▸ Permintaan
Lanjutkan kutipan tentang UU Cipta Kerja di bawah ini, mulai dari sesudah kalimat terakhirnya.

▸ Kutipan teks
+--

Moeldoko menambahkan, UU Cipta Kerja diharapkan bisa menumbuhkan iklim investasi dan meningkatkan kompetisi usaha. Selain itu, beleid ini bisa menjadi alat yang ampuh agar Indonesia bisa menjadi negara maju pada 2045.

“Banyak negara yang terjebak dalam middle income trap karena adanya sejumlah aturan yang menyulitkan dunia usaha. UU Ciptaker membongkar barikade ini maka ekonomi akan tumbuh. Indonesia bisa lepas dari perangkap tersebut,” tuturnya.

Selain itu, UU Ciptaker diharapkan bisa memangkas angka rasio investasi yang dibutuhkan untuk mengangkat PDB atau Incremental Capital Output Ratio (ICOR).

+--

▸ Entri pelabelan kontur
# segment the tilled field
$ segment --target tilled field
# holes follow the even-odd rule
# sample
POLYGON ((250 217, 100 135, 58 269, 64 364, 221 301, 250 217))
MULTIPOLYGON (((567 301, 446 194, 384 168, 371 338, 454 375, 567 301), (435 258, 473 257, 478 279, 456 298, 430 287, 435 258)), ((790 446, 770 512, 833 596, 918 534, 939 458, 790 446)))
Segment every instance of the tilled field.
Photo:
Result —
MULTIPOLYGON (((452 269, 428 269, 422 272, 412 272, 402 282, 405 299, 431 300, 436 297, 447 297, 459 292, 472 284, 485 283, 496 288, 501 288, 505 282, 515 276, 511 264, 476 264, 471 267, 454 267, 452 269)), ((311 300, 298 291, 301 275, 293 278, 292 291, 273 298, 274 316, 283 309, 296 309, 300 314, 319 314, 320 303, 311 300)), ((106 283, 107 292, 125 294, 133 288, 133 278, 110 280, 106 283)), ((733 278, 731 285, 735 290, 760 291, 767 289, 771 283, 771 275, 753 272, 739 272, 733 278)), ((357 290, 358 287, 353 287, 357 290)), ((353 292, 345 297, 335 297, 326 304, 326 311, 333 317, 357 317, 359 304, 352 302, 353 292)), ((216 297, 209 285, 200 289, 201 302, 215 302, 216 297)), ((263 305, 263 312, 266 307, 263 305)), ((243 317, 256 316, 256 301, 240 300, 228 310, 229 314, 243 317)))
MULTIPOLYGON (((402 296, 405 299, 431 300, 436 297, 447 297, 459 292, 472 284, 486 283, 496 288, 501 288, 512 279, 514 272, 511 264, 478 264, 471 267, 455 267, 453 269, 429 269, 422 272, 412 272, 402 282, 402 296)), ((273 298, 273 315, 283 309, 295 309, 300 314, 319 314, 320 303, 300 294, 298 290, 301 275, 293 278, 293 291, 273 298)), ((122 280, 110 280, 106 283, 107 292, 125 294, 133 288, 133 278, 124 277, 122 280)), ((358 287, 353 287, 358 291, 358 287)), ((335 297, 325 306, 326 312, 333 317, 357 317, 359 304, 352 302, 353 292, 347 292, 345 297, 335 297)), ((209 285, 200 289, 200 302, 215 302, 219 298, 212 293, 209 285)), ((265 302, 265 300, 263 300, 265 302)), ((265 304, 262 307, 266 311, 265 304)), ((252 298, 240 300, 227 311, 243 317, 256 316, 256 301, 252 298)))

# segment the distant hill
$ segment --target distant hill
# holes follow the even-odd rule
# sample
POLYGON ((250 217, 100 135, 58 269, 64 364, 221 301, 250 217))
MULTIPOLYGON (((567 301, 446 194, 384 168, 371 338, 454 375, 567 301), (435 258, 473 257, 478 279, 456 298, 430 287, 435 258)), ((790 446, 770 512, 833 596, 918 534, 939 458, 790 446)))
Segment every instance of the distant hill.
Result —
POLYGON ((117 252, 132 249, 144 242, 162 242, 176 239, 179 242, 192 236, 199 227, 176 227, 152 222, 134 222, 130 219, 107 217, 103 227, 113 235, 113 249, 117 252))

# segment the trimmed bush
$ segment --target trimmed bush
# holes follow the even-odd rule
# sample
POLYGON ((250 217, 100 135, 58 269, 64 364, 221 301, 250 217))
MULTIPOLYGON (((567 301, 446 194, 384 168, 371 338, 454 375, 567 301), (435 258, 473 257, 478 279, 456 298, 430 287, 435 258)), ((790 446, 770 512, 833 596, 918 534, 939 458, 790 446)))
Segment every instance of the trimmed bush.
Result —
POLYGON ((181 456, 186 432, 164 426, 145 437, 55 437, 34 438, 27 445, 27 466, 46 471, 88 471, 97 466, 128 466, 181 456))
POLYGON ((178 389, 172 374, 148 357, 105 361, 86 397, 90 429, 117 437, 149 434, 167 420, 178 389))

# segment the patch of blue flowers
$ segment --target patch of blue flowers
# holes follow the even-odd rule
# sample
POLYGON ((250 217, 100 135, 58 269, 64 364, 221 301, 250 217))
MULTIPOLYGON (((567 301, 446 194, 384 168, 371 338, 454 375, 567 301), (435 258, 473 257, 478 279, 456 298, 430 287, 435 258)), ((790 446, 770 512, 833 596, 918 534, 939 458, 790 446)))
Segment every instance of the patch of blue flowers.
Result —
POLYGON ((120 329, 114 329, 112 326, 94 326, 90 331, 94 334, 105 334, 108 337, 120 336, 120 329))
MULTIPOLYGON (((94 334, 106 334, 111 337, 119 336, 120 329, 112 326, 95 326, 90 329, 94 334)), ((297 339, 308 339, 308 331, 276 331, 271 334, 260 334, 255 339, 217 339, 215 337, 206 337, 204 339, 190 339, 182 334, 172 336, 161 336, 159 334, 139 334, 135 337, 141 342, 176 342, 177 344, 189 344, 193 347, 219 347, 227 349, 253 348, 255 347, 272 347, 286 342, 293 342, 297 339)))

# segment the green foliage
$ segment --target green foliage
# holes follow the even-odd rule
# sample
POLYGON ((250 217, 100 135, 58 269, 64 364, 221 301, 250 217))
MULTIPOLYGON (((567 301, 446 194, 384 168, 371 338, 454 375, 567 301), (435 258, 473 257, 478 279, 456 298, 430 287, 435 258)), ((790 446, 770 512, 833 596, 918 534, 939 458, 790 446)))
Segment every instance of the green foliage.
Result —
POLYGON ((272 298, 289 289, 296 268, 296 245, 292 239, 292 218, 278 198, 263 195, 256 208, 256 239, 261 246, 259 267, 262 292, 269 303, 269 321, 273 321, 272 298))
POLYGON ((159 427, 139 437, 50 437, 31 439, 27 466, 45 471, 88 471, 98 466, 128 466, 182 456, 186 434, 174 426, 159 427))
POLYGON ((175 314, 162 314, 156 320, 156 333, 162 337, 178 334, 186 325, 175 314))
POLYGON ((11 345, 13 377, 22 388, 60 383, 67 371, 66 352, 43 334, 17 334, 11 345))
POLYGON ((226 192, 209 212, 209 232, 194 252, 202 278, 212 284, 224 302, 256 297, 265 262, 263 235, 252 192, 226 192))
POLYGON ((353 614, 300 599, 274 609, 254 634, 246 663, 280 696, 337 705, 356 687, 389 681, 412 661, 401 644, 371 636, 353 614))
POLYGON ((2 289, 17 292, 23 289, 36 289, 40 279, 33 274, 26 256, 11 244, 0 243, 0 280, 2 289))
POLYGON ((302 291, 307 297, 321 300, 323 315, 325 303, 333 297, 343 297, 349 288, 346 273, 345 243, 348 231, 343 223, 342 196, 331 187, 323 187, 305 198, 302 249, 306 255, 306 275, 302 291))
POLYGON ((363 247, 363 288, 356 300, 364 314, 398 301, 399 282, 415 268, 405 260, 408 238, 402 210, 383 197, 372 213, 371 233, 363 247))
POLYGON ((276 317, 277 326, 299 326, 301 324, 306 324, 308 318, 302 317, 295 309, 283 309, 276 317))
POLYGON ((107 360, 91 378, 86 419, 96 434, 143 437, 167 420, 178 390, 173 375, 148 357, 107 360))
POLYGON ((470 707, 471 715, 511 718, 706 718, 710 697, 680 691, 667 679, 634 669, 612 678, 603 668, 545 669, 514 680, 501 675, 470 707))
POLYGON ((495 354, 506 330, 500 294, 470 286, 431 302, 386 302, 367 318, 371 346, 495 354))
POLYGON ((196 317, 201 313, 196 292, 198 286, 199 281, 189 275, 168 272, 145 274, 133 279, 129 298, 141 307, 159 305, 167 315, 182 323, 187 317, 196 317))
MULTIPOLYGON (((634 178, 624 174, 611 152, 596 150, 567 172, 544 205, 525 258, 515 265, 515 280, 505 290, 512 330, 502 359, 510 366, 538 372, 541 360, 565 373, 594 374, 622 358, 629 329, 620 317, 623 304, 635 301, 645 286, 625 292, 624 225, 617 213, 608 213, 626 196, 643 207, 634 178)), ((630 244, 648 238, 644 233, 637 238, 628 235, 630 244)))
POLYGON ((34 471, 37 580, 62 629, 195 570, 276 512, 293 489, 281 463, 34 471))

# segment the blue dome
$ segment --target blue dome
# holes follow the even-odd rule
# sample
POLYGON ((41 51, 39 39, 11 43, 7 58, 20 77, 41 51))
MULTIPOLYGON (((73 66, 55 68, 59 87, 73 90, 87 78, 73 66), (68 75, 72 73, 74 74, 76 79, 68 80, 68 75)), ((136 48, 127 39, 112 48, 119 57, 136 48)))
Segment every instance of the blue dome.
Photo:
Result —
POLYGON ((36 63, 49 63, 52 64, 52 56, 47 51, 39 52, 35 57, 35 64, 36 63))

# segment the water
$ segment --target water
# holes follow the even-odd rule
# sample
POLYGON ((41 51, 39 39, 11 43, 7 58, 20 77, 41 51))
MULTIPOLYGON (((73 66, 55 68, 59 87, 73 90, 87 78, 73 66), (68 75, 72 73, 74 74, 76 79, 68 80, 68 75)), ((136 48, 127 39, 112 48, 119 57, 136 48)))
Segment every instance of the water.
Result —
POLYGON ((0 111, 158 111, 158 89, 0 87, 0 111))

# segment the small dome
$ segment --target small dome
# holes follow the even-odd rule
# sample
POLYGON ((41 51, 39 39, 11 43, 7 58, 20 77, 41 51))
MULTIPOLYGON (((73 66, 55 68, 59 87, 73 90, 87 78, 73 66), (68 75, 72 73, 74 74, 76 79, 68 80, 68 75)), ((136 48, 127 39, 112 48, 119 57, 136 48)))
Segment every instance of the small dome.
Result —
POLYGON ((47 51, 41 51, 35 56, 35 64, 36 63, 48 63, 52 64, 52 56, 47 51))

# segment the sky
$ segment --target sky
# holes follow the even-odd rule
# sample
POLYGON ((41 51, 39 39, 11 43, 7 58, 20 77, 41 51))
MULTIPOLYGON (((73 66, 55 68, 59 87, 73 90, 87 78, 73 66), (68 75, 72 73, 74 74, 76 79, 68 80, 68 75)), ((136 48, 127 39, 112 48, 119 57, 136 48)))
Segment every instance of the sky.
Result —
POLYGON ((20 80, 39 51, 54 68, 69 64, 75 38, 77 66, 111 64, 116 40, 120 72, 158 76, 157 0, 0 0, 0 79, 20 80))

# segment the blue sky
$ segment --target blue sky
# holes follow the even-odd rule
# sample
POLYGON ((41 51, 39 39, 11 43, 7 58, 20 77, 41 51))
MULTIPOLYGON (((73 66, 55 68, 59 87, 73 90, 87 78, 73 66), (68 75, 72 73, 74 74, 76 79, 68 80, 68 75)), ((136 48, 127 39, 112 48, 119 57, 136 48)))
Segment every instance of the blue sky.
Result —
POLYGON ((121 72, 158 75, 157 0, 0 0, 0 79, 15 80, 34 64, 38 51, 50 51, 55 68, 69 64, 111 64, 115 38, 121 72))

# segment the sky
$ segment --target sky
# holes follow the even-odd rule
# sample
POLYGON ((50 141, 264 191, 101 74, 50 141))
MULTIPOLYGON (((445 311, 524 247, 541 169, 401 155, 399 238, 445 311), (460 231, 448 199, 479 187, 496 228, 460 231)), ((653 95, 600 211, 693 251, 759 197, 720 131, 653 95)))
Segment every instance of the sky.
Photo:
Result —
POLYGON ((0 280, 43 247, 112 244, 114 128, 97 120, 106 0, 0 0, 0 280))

+--

▸ Jawaban latihan
Berdasarkan dokumen Kerangka Ekonomi Makro dan Pokok-pokok Kebijakan Fiskal (KEM-PPKF) 2021, angka ICOR Indonesia pada 2018 adalah 6,44 dan setahun berikutnya naik ke 6,77. “Angka ICOR diatas enam jauh dari ideal. Ada inefisiensi birokrasi dan perizinan. UU Ciptaker melibas hal ini,” katanya. (G-2)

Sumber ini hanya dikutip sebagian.